▶ Passage provided
## Start
National Citizen Service (NCS) has launched a new campaign film tracking the stories of graduates of the programme in a bid to demonstrate the potentially life-changing impact of the programme. The Our Future film also encourages other graduates to share their experience of the social action programme.


New Department for Education figures show that academies are stockpiling cash reserves worth almost £2.5bn – more than £550,000 per school. The Guardian reports that the figures, released in response to parliamentary questions, show that the reserves are worth more than the combined £2.18bn held by local authority maintained schools.


Deputy Prime Minister, Nick Clegg has included plans to end child illiteracy by 2025 in the Liberal Democrat manifesto. The party have also backed a national campaign by Save the Children, which aims to get all children reading and writing to a good standard by the age of 11, the Independent reports. The 2025 target has been set by the charity after finding one in five children who leave primary school are unable to read and write properly.


Nearly half of young teachers feel they have been subject to discrimination because of their age, a survey has found. The poll, taken at a conference organised by the NASUWT union also found two-thirds of young teachers had experienced bullying or harassment. According to the Times, around 200 teachers under aged 30 took part in the poll and Chris Keates, general secretary of NASUWT described the results as “deeply worrying”.
## End
▶ Data
## Start
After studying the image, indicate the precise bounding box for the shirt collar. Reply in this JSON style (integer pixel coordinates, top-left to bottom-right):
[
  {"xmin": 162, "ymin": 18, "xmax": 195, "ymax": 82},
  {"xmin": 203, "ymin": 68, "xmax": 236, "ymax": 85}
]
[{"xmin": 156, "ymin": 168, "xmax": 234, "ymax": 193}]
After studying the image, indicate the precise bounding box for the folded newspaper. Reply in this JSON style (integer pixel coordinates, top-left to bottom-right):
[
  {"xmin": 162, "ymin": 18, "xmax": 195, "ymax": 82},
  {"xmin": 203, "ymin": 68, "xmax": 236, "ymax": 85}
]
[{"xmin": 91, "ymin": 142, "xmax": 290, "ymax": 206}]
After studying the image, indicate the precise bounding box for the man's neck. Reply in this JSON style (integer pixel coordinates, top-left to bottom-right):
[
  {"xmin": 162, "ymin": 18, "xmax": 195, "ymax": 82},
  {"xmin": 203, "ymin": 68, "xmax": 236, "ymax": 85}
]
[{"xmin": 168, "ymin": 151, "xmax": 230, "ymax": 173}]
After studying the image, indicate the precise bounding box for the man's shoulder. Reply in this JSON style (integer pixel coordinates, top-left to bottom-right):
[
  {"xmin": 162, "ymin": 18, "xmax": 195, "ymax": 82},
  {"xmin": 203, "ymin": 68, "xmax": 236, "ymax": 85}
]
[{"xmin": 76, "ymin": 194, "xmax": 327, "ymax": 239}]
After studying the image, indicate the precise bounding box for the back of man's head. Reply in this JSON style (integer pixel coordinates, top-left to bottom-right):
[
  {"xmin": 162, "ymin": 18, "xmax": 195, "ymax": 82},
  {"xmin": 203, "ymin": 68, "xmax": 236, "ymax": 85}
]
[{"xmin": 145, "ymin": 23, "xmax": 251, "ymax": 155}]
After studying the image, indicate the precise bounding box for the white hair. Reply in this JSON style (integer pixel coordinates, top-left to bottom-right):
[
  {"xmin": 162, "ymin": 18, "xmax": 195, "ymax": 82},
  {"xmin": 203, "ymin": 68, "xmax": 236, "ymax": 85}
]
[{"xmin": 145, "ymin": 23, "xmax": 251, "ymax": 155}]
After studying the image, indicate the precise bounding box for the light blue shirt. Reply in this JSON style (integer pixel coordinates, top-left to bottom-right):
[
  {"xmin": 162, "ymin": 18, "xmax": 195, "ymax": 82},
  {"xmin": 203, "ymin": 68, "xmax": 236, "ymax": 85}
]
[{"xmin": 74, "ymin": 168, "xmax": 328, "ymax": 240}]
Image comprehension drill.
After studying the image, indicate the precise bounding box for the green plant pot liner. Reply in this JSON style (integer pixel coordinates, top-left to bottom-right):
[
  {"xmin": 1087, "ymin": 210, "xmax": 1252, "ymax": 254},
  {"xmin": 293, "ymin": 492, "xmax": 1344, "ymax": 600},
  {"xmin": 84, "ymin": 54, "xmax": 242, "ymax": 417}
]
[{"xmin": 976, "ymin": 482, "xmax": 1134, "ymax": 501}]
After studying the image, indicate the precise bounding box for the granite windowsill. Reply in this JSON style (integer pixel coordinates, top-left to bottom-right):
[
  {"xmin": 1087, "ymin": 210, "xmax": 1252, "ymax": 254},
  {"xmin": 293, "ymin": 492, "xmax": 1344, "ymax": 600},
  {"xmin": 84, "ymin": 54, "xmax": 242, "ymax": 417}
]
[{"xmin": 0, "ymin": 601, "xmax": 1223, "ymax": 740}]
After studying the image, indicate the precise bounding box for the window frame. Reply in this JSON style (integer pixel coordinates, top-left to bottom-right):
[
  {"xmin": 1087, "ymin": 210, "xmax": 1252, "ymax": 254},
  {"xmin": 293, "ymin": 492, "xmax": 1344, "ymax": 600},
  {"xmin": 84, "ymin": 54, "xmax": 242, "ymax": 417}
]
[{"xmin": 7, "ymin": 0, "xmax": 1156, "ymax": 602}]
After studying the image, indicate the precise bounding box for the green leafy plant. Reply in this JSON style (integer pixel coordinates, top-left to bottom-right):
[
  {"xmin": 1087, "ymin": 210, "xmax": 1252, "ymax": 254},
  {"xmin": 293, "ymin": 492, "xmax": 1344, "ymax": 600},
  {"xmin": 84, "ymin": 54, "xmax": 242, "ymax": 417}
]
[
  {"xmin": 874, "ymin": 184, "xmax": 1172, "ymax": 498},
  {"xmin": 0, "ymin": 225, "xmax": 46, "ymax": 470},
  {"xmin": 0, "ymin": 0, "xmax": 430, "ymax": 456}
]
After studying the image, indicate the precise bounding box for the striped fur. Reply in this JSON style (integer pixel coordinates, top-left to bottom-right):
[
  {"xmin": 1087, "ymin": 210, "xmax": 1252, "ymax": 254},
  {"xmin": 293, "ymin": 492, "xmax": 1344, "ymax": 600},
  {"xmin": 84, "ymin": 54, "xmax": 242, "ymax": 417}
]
## End
▶ Stated exercise
Transcribe the part of the news roundup starting with "New Department for" and going on through "authority maintained schools.". The lines are separate material and have no connection to the news roundup.

▶ The answer
New Department for Education figures show that academies are stockpiling cash reserves worth almost £2.5bn – more than £550,000 per school. The Guardian reports that the figures, released in response to parliamentary questions, show that the reserves are worth more than the combined £2.18bn held by local authority maintained schools.